*Data for this exercise*
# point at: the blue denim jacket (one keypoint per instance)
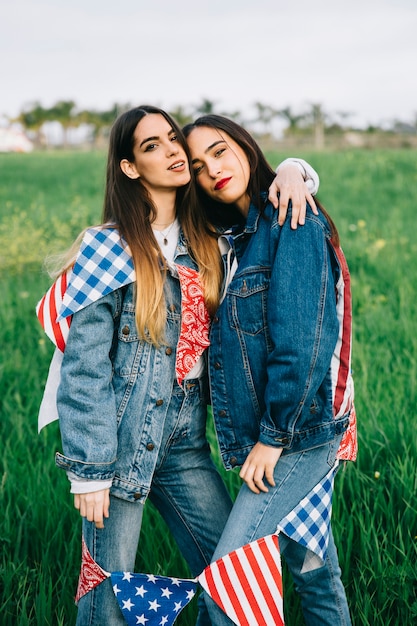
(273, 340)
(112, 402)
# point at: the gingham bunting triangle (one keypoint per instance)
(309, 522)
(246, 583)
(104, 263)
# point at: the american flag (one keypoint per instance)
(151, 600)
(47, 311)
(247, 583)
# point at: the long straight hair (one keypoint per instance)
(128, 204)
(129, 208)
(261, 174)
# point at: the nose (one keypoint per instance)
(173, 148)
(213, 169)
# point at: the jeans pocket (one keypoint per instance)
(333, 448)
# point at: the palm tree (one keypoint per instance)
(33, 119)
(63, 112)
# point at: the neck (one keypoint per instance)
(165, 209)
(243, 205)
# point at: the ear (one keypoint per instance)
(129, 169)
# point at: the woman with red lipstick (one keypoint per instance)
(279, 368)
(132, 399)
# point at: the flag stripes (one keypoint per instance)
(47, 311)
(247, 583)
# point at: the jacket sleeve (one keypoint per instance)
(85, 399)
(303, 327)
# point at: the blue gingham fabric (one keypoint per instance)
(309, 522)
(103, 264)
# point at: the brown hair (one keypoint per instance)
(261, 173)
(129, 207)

--

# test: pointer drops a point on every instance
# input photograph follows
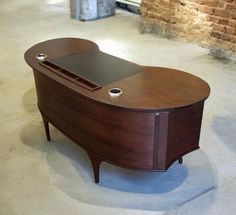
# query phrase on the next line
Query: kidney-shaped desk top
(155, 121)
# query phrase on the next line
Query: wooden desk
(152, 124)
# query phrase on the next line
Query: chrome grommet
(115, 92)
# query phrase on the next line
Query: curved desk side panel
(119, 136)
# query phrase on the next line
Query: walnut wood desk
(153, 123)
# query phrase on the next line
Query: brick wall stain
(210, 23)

...

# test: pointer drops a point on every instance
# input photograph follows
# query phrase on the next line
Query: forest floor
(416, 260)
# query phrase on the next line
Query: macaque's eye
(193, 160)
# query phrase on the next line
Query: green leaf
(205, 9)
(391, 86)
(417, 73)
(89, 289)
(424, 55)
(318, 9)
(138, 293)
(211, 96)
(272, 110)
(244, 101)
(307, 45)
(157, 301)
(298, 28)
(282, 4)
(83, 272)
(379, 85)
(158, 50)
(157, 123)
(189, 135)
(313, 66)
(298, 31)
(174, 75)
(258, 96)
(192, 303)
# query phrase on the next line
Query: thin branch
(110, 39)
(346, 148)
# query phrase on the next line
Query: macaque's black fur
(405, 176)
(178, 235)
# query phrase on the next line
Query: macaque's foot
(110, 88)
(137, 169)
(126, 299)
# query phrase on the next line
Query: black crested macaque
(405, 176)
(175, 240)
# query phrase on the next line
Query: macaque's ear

*Work order*
Your answer should consist only of the lines above between the line holding "Query: macaque's black fur" and the line holding "Query: macaque's ear", inclusive, each transcribed exactly.

*Completed exercise*
Query: macaque's black fur
(405, 176)
(178, 235)
# query phrase on the next line
Query: macaque's foot
(110, 88)
(137, 169)
(126, 299)
# query phrase on the next line
Query: black crested macaque
(405, 176)
(175, 240)
# query phrase on the next line
Query: macaque's ear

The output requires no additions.